▸ Problem set:
1 – According to the fund review, what is the fund's top holding?
2 – Copy the fund review between "Our research team" and "a risk-adjusted basis.", inclusive, substituting "Silver" for "Gold".
3 – Carry on the Vanguard Primecap fund review from its last sentence.

▸ Passage:
Medalist rating as of .

This unconventional strategy’s investment case is dinged but not devastated.

Our research team assigns Gold ratings to strategies that they have the most conviction will outperform their Morningstar Category average over a market cycle on a risk-adjusted basis.

This unconventional strategy’s investment case is dinged but not devastated.

Principal Robby Greengold

Robby Greengold

Principal

Summary

Vanguard Primecap continues to benefit from its outstanding subadvisor and rock-bottom fees. But flaws in the investment team’s sell discipline warrant a downgrade of the strategy’s Process Pillar rating to Above Average from High.

This fund, which has spent time in both the large-blend and large-growth Morningstar Categories over the past 20 years, is one of six mutual funds overseen by subadvisor Primecap Management that stands out in many positive ways. Primecap is led by investors, not marketers, and keeps its focus on research and portfolio management. Its investment team is well-stocked with industry veterans and newcomers hired for their intellect, curiosity, and range of professional perspectives. The firm is mindful of company valuation, prizes unconventional thinking, and pursues stocks off the beaten path.

The firm is also unique for its extreme patience. It often holds stocks for a decade or more, a rare trait that can pay off when it backs firms with competitive moats, rising earnings, or skilled leadership. Top holding Eli Lilly is a case in point. A long-term orientation also works when a company suffers a steep share-price drop, but its troubles are fixable and fleeting.

But patience has been a double-edged sword for Primecap, whose convictions have sometimes hardened into obstinacy even as investment theses flopped. Corporate executives can prove themselves poor stewards; rivals sometimes erode once-mighty franchises; companies’ sales slide; debt piles up; or a bargain-basement takeover ends the growth story that Primecap was banking on. In these cases, holding firm becomes damaging as the stocks’ prices fall and potential gains elsewhere are foregone.

Mistakes like these explain much of the firm’s lackluster returns over the past five years. It has also faced some stylistic headwinds, with a contrarian bent and slight bias toward smaller-cap companies that have lagged in a market enthralled by momentum and mega caps.

Even so, the firm’s longer-term track record is admirable, helped by its research-focused culture and Vanguard’s low expense ratio. For investors seeking a differentiated approach to large-cap investing, this fund remains a worthy holding.

Rated on Published on

Principal Robby Greengold

Robby Greengold

Principal

Process

Above Average

The fund still benefits from its investment team’s deep fundamental research and unconventional thinking, but weakness in its sell discipline now tempers its edge. Its Process Pillar rating drops to Above Average from High.

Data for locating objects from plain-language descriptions
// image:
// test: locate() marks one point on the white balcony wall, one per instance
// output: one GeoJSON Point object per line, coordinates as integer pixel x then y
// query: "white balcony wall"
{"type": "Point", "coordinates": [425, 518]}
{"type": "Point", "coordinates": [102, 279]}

---

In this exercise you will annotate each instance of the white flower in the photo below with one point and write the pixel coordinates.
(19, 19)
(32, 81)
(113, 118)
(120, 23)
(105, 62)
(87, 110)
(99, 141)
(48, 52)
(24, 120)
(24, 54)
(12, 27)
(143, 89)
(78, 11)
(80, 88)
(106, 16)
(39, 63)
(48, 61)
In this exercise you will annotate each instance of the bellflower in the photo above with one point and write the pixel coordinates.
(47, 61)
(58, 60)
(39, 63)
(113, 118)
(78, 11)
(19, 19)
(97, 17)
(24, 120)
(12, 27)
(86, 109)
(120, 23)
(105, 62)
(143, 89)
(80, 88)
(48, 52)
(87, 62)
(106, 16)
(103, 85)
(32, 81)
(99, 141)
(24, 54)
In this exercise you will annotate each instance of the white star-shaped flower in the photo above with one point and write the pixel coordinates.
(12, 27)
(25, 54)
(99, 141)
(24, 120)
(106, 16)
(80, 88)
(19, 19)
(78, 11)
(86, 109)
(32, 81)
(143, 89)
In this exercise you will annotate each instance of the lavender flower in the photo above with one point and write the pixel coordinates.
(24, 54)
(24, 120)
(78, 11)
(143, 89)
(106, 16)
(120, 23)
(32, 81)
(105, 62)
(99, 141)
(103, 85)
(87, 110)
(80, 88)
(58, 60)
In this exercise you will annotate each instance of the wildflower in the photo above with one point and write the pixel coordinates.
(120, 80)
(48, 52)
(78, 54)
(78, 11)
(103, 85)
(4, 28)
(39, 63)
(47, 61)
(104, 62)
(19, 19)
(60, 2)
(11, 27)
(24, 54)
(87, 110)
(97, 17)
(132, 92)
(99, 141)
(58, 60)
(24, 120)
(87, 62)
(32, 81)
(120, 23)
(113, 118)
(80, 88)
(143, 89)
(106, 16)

---

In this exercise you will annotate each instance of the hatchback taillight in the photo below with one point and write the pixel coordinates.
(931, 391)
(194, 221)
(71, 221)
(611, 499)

▸ Numbered answers:
1 – Eli Lilly

2 –
Our research team assigns Silver ratings to strategies that they have the most conviction will outperform their Morningstar Category average over a market cycle on a risk-adjusted basis.

3 –
As before, Primecap parcels the fund’s assets into independently managed sleeves. Five of its most experienced investors run the bulk of its assets. They hunt firms whose long-term prospects the market undervalues—either because the growth story is nascent, clouded by controversy, or is simply off other investors’ radar. They are benchmark-agnostic and long-term-oriented, often holding stocks for a decade or more.

The managers’ patience is a plus but can become a liability. They can be too slow to cut companies whose competitive edge has dulled, financials have weakened, or growth stories have ended. These have dragged on the portfolio’s returns and imposed steep opportunity costs. The portfolio managers will occasionally sell outright amid serious company-specific setbacks. Mostly, however, they reserve trimming for holdings whose valuations have stretched.

Primecap’s managers calibrate their stock picks to each of their funds' unique attributes, including the size of their asset base. The firm’s six US open-end funds form three strategic pairs. Vanguard Capital Opportunity and Primecap Odyssey Aggressive Growth focus on firms with rapid earnings growth potential, though the latter holds more small caps. Primecap Odyssey Growth and this fund focus on stocks with above-average growth potential, though the former has more in small caps and less in large caps. Vanguard Primecap Core and Primecap Odyssey Stock emphasize companies with mispriced assets or turnaround potential, which yields portfolios with somewhat more value-leaning characteristics.

This fund's roughly 170-stock portfolio is a blend of its five managers' separately run sleeves that broadly diversifies across stocks but distinguishes the fund through its unusual stylistic and industry allocations.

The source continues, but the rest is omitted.